** Opening Reading text block **

# σ-compact space

In mathematics, a topological space is said to be **σ-compact** if it is the union of countably many compact subspaces.[1]

A space is said to be **σ-locally compact** if it is both σ-compact and locally compact.[2]

## Properties and examples

- Every compact space is σ-compact, and every σ-compact space is Lindelöf (i.e. every open cover has a countable subcover).[3] The reverse implications do not hold, for example, standard Euclidean space (
**R**^{n}) is σ-compact but not compact,[4] and the lower limit topology on the real line is Lindelöf but not σ-compact.[5] In fact, the countable complement topology on any uncountable set is Lindelöf but neither σ-compact nor locally compact.[6] - A Hausdorff, Baire space that is also σ-compact, must be locally compact at at least one point.

** Closing Reading text block **

● Assignment
Please list every specific space or topology that the text on σ-compact spaces names as an example of a space with one property but not another.

** Opening Given information block **

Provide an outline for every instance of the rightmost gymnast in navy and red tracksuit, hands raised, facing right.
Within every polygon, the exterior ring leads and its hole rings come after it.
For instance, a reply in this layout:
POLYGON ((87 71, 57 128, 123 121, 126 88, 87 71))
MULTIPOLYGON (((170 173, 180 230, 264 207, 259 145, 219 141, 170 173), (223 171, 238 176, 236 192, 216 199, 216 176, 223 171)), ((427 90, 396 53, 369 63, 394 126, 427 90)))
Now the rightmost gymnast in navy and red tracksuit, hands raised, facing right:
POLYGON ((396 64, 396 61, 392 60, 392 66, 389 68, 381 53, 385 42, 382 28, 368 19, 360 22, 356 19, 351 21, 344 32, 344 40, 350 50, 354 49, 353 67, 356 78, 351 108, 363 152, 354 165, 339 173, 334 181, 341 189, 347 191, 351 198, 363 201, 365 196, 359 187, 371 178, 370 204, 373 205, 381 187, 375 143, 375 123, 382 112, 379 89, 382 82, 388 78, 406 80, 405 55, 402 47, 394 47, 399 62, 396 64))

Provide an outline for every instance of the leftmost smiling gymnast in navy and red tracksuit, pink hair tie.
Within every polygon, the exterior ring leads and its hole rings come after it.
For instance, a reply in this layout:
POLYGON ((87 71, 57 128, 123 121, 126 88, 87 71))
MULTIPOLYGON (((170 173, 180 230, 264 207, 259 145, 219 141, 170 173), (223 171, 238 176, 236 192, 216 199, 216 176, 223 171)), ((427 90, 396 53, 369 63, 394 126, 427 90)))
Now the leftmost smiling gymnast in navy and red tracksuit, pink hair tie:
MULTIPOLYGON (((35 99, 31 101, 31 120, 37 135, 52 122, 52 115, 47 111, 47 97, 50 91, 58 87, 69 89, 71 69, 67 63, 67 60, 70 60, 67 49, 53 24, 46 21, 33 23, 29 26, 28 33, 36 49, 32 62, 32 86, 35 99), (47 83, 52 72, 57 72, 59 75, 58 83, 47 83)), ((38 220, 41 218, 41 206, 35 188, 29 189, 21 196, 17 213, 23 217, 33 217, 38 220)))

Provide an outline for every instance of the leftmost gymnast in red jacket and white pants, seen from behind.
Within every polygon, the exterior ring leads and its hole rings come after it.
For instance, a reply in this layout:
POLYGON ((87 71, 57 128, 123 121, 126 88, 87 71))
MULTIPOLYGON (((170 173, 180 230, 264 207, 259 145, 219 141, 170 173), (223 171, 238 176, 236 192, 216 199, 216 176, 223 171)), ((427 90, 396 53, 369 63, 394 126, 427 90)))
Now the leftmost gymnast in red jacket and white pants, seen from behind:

** Closing Given information block **

● Task solution
- Standard Euclidean space (**R**^{n})
- The lower limit topology on the real line
- The countable complement topology on any uncountable set